Tiré de Europe Solidaire Sans Frontières
29 juin 2024
Par David Perrotin
La dissolution a bousculé tous les calendriers. Elle a aussi inscrit la marche des fiertés parisiennes dans un moment particulier : à la veille d’une élection législatives et d’une possible victoire du Rassemblement national (RN).
Ce samedi, des milliers de personnes ont défilé de la Porte de la Villette (XIXe arrondissement) à République (XIe) pour célébrer les identités des personnes LGBTQIA+ et pour insister sur la nécessité de lutter contre toutes les oppressions transphobes. « Contre la transphobie : transsolidarités » était le mot d’ordre choisi par l’Inter-LGBT cette année.
Avant que la marche ne s’élance, vers 13 heures dans le XIXe arrondissement de Paris, l’irruption d’un collectif d’extrême droite surprend et vient rappeler l’enjeu du moment. Un ancien membre de Reconquête, la militante d’extrême droite Mila et un petit groupe font face aux nombreux drapeaux arc-en-ciel pour venir dénoncer les supposées « dérives des LGBT » et « préserver leur civilisation ». Leur coup d’éclat ne dure pas plus de dix minutes. Les militants sont immédiatement repoussés, Mila est enfarinée avant que la police ne les raccompagne et que la marche ne débute.

Données enregistrées =
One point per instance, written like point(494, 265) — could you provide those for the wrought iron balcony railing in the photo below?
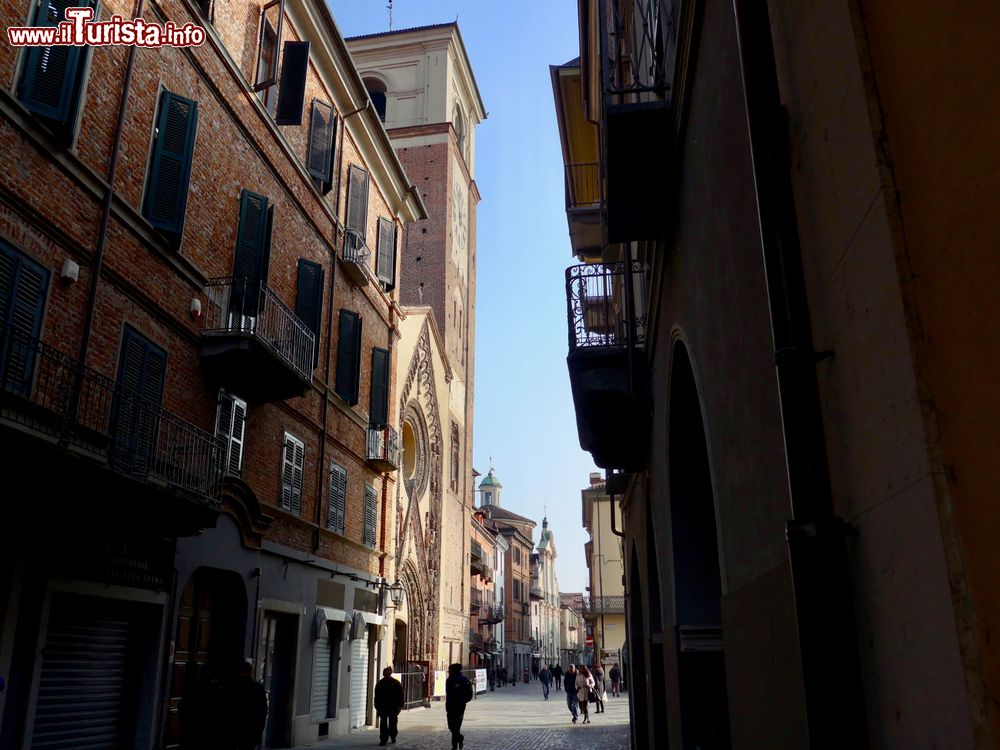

Complétez ce qui suit =
[a] D'après l'article sur la marche des fiertés, quel mot d'ordre l'Inter-LGBT avait-elle choisi cette année ?
[b] Recopiez fidèlement, dans l'article sur la marche des fiertés, tout le passage qui va de « Tiré de Europe » jusqu'à « l’Inter-LGBT cette année. ».

Réponses rédigées =
[a] « Contre la transphobie : transsolidarités »

[b]
Tiré de Europe Solidaire Sans Frontières
29 juin 2024
Par David Perrotin
La dissolution a bousculé tous les calendriers. Elle a aussi inscrit la marche des fiertés parisiennes dans un moment particulier : à la veille d’une élection législatives et d’une possible victoire du Rassemblement national (RN).
Ce samedi, des milliers de personnes ont défilé de la Porte de la Villette (XIXe arrondissement) à République (XIe) pour célébrer les identités des personnes LGBTQIA+ et pour insister sur la nécessité de lutter contre toutes les oppressions transphobes. « Contre la transphobie : transsolidarités » était le mot d’ordre choisi par l’Inter-LGBT cette année.